▶ **Written problem**
Could you rewrite the data from the line with "thin tree trunk?" through the end, replacing each "section" with "part" and leaving everything else unchanged?

▶ **Data to use**
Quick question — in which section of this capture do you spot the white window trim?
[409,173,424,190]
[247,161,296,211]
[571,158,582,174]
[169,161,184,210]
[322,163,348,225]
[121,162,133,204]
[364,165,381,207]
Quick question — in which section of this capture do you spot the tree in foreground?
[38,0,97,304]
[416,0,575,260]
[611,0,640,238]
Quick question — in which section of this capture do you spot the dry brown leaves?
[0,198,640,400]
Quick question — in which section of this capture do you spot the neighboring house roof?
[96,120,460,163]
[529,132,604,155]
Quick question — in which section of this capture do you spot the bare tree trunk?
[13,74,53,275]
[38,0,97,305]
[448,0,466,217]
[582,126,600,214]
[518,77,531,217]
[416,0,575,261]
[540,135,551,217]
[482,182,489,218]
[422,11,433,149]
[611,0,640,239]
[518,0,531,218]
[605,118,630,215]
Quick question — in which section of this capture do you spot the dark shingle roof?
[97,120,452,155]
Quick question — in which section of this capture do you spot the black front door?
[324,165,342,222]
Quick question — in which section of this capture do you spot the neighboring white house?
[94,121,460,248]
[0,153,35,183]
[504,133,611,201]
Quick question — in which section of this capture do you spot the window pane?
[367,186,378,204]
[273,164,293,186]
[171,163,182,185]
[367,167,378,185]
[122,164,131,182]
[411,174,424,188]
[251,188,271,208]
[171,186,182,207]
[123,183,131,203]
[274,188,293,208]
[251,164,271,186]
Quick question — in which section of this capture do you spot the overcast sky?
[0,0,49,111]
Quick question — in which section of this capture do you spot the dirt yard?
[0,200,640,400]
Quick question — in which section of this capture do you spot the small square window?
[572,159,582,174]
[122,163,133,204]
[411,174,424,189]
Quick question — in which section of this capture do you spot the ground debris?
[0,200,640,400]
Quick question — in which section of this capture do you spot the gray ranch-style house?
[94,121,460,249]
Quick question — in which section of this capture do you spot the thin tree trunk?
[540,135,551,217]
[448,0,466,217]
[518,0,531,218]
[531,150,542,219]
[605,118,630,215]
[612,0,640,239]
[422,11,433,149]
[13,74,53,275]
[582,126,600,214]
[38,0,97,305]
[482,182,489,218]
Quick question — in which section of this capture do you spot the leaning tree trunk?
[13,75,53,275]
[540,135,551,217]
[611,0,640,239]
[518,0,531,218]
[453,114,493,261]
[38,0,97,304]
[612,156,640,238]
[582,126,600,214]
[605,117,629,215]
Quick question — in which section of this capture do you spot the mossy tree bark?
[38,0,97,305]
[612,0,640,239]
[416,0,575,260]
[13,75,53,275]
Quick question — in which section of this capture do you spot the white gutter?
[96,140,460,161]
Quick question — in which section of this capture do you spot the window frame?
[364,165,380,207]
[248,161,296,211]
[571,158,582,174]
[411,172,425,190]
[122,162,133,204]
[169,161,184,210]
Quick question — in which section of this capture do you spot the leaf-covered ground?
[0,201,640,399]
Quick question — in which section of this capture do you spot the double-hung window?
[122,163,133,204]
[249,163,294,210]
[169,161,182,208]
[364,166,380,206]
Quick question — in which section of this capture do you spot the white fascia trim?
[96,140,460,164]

▶ **Result of this task**
Quick question — in which part of this capture do you spot the thin tree trunk?
[540,135,551,217]
[448,0,466,217]
[518,0,531,218]
[531,150,542,219]
[605,118,630,215]
[612,0,640,239]
[422,11,433,149]
[13,74,53,275]
[582,126,600,214]
[38,0,97,305]
[482,182,489,218]
Quick question — in which part of this capture do you spot the leaning tree trunk?
[13,75,53,275]
[540,135,551,217]
[611,0,640,239]
[518,0,531,218]
[453,114,493,261]
[38,0,97,304]
[612,156,640,238]
[582,126,600,214]
[605,117,629,215]
Quick question — in which part of this capture do you spot the mossy tree bark?
[38,0,97,305]
[612,0,640,239]
[416,0,575,260]
[13,75,53,275]
Quick question — in which part of this capture do you spot the white gutter?
[96,140,460,161]
Quick question — in which part of this capture do you spot the window frame?
[364,165,380,207]
[248,161,296,211]
[571,158,582,174]
[411,172,425,190]
[122,162,133,204]
[169,161,184,210]
Quick question — in which part of this capture do you spot the leaf-covered ground?
[0,201,640,399]
Quick question — in which part of this capture do you spot the double-hung window?
[122,163,133,204]
[249,163,294,210]
[169,161,182,208]
[364,166,380,206]
Quick question — in which part of this capture do you spot the white fascia trim?
[96,140,460,164]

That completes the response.